### PROBLEM SET:
a) Reproduce the part of the Foo Fighters review that opens with the words containing "For those of" and closes with "and refined material.".
b) Answer these questions from the Foo Fighters review:
(i) In what year was "There is Nothing Left to Lose" released?
(ii) On what medium did Grohl record the band's self-titled debut?
(iii) Which song is named as Grohl's favorite Foo Fighters song?

### PASSAGE FOR REVIEW:
============

Cassette is cathartic experience


Many will argue that “The Colour and the Shape” is, and always will be, Foo Fighters’ magnum opus.

Alas, music is subjective, and therefore some would instead argue that, while “TCATS” is a landmark album – and probably their second best – the closest Dave Grohl and co. have come to perfection was 1997’s “There is Nothing Left to Lose.”

For those of you who may be unfamiliar, a brief history lesson: Foo Fighters’ self-titled debut was recorded by Grohl alone on cassette tape in his home shortly after fellow bandmate, Nirvana frontman and MTV martyr Kurt Cobain, decided to end his life.

Grohl handed these cassettes out to friends for feedback, despite initially recording them “just for fun” and as a “cathartic experience.”

Foo Fighters became a critical and commercial success, leading to a record deal and Grohl recruiting members of then dissolved emo-legends, Sunny Day Real Estate. Together, they recorded Foo Fighters’ sophomore record, “The Colour and the Shape.”

“TCATS” is a classic rock album – notice the lack of hyphen – if there ever was one, shooting off of the debut with edgier, focused and refined material.

The album has spawned singles such as the repetitive “Monkeywrench,” fan-favorite “My Hero” and teenage make-out anthem “Everlong,” but if you trust my musical tastes, as you absolutely should, the real hits – and make-out anthems – were just on the horizon.

I’m speaking, of course, about “Aurora,” a breezy six-minute ode to summer and young love.

It’s Grohl’s favorite Foo Fighters song to date, as well as mine and countless other fans’ and it’s just the tip of the iceberg.

“TINLTL” received generally positive reception from critics but feels consistently and unjustifiably forgotten. Just look at songs like “Learn to Fly,” which unintentionally inspired thousands of teens in abstinence assemblies across America and simultaneously kick-started modern-rock radio with the perfect hint of crossover appeal and pop sensibilities.

If the singles are good – the infectious hook of “Breakout” rivals almost anything the band has done since – the album’s key tracks lay even further between the cracks. “Headwires” is the best ‘80s homage never used in a John Hughes montage, with Grohl’s low-mix vocals and distinctly muted guitars signaling an almost completely experimental change in direction and the upbeat foot-stomper that is “Live-In Skin” contains one the best riffs in their catalog.

Yet the grit remains as much as ever, with respective opening and closing tracks “Stacked Actors” and “M.I.A.” carefully balancing old Foo with new, boasting equal amounts of distortion and Grohl’s familiar howl.

The former even acts as an aggressive call-out to Courtney Love, a woman who throws out just as many crazy accusations as she does mediocre records.

============

### GIVEN RECORDS:
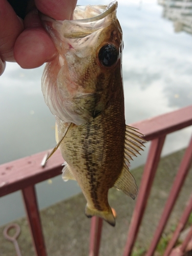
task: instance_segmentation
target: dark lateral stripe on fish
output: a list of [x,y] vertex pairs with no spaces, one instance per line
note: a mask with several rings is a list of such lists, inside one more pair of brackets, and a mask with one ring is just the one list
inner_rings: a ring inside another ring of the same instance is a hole
[[[90,138],[91,134],[91,122],[87,124],[87,135],[83,142],[83,149],[84,150],[84,157],[86,159],[86,165],[87,169],[87,176],[89,177],[89,181],[90,185],[90,195],[92,199],[94,207],[98,210],[102,210],[103,209],[100,206],[100,204],[98,200],[98,188],[99,187],[100,183],[95,178],[96,174],[98,165],[93,161],[92,152],[89,152],[90,146],[93,144],[93,138]],[[93,135],[91,135],[93,136]]]

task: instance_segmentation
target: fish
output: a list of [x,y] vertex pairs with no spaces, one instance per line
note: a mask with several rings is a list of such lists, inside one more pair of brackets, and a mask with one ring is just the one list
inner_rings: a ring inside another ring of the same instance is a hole
[[42,78],[46,104],[55,116],[57,143],[65,159],[64,181],[76,180],[87,200],[85,214],[113,226],[109,190],[138,193],[130,161],[145,140],[125,124],[122,73],[122,32],[117,1],[77,6],[72,20],[42,15],[58,55]]

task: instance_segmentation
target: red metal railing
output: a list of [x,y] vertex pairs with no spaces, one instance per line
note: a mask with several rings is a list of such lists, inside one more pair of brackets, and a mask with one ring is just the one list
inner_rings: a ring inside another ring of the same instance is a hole
[[[133,214],[134,218],[132,218],[130,224],[123,256],[129,256],[131,254],[150,194],[166,136],[168,134],[192,125],[192,105],[131,125],[138,128],[142,133],[145,134],[146,140],[151,140],[152,142],[144,169],[136,204]],[[41,162],[46,153],[47,152],[42,152],[0,166],[0,196],[5,196],[18,190],[22,190],[36,255],[38,256],[45,256],[47,253],[34,185],[37,183],[60,175],[62,169],[61,164],[63,162],[62,157],[58,151],[49,160],[46,166],[42,168],[39,163]],[[192,139],[181,161],[159,225],[146,253],[146,256],[154,255],[157,245],[176,201],[191,162]],[[192,248],[191,227],[183,244],[179,247],[173,249],[179,234],[187,222],[191,209],[192,197],[179,222],[172,239],[167,247],[164,256],[168,255],[181,256],[184,254],[184,252],[187,246],[188,248],[191,246]],[[102,219],[97,217],[92,218],[89,256],[99,255],[102,226]]]

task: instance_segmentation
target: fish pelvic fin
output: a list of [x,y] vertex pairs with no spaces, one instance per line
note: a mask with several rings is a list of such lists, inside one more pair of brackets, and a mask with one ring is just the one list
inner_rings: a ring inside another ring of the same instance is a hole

============

### SOLUTIONS PER TASK:
a)
For those of you who may be unfamiliar, a brief history lesson: Foo Fighters’ self-titled debut was recorded by Grohl alone on cassette tape in his home shortly after fellow bandmate, Nirvana frontman and MTV martyr Kurt Cobain, decided to end his life.

Grohl handed these cassettes out to friends for feedback, despite initially recording them “just for fun” and as a “cathartic experience.”

Foo Fighters became a critical and commercial success, leading to a record deal and Grohl recruiting members of then dissolved emo-legends, Sunny Day Real Estate. Together, they recorded Foo Fighters’ sophomore record, “The Colour and the Shape.”

“TCATS” is a classic rock album – notice the lack of hyphen – if there ever was one, shooting off of the debut with edgier, focused and refined material.

b)
(i) 1997
(ii) Cassette tape
(iii) "Aurora"